▶ _Your goal_
Write out the data below exactly as given, without any of its pictures.

▶ _Data in this exercise_
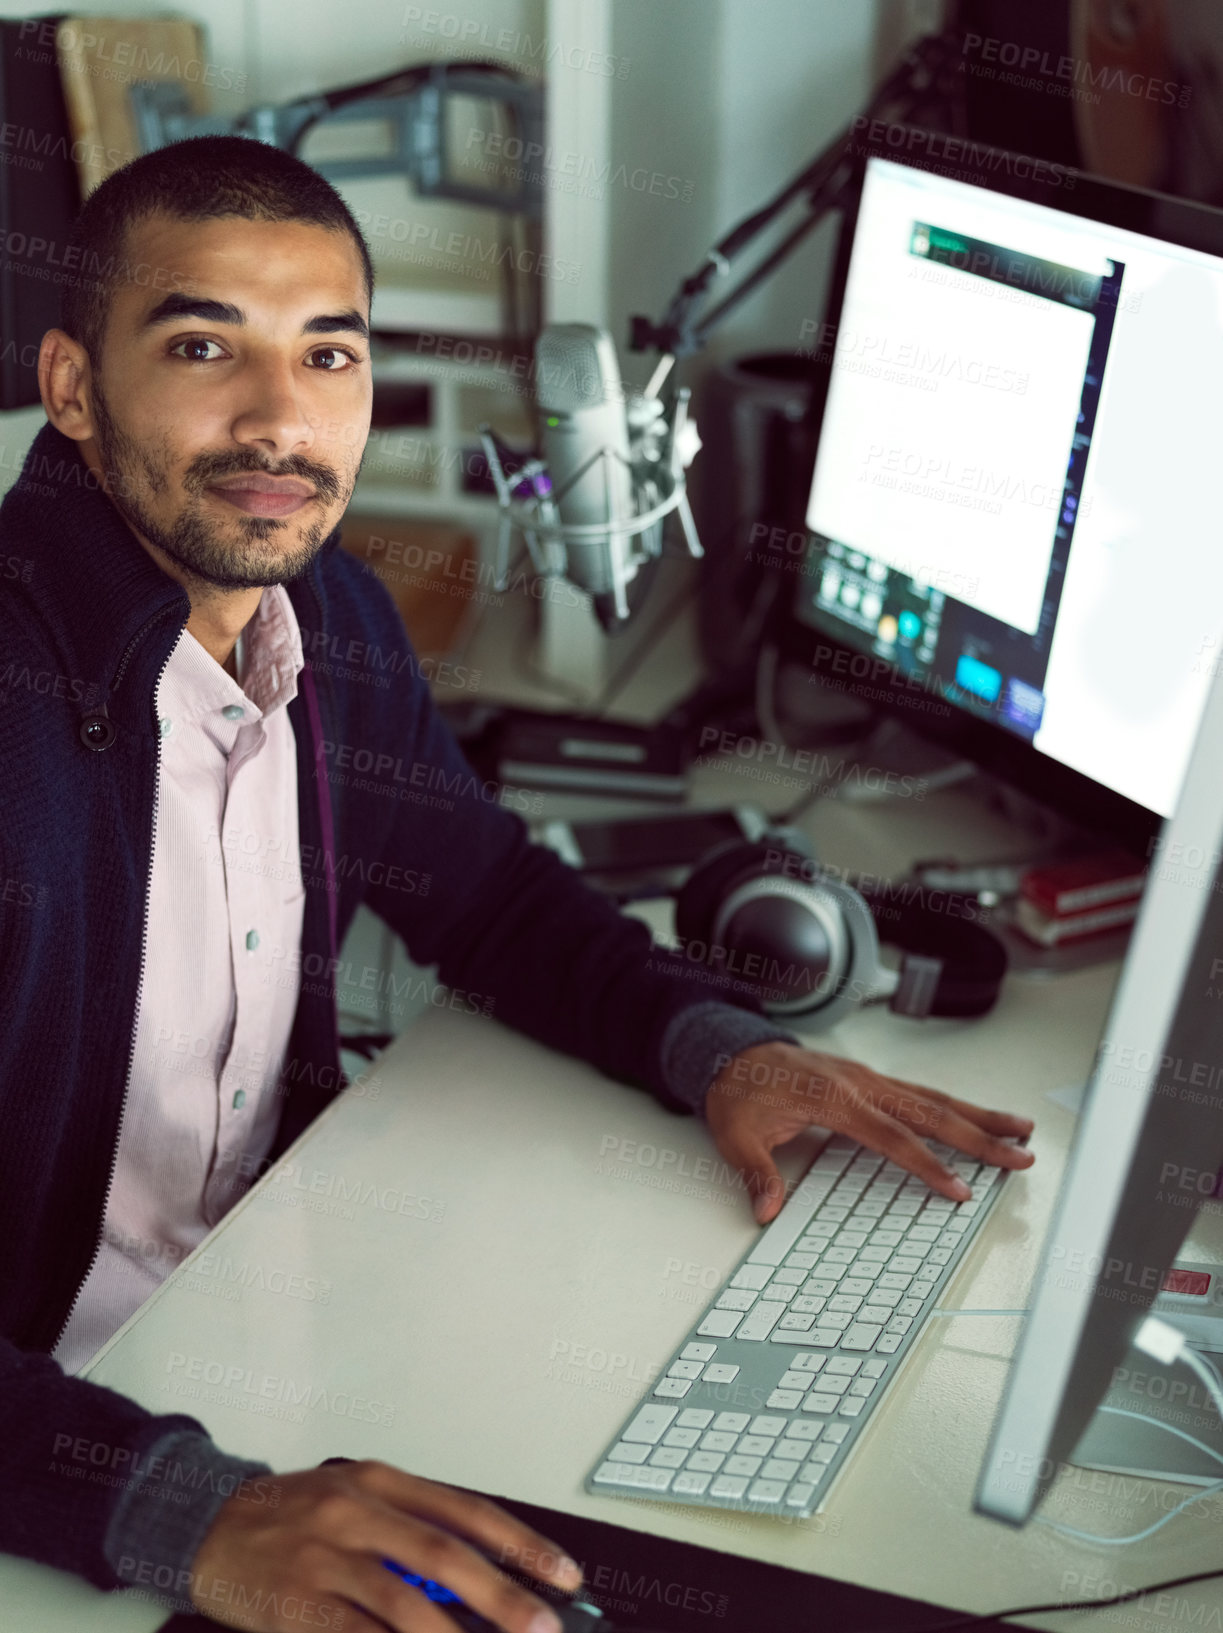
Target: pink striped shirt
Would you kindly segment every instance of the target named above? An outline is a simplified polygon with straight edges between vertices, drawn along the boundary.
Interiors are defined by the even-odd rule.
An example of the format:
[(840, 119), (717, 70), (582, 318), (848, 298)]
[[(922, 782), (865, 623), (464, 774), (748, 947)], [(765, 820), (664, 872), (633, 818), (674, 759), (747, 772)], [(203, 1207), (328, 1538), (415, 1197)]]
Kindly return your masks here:
[(281, 586), (244, 636), (241, 685), (184, 629), (157, 689), (144, 975), (102, 1247), (54, 1352), (68, 1373), (249, 1189), (280, 1121), (305, 897)]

▶ _Response_
Target: pink striped shirt
Would you kindly segment every instance of the target named above? An outline is a simplified polygon with straight edges between vertices, drawn along the boundary.
Interiors are defined by the even-odd rule.
An example of the format:
[(840, 119), (717, 70), (582, 318), (848, 298)]
[[(922, 782), (865, 623), (464, 774), (748, 947)], [(765, 820), (664, 872), (633, 818), (674, 759), (747, 772)], [(203, 1207), (328, 1538), (415, 1197)]]
Kindly return your masks here:
[(281, 586), (244, 636), (241, 685), (184, 629), (157, 689), (144, 975), (102, 1247), (54, 1352), (68, 1373), (249, 1189), (280, 1121), (305, 897)]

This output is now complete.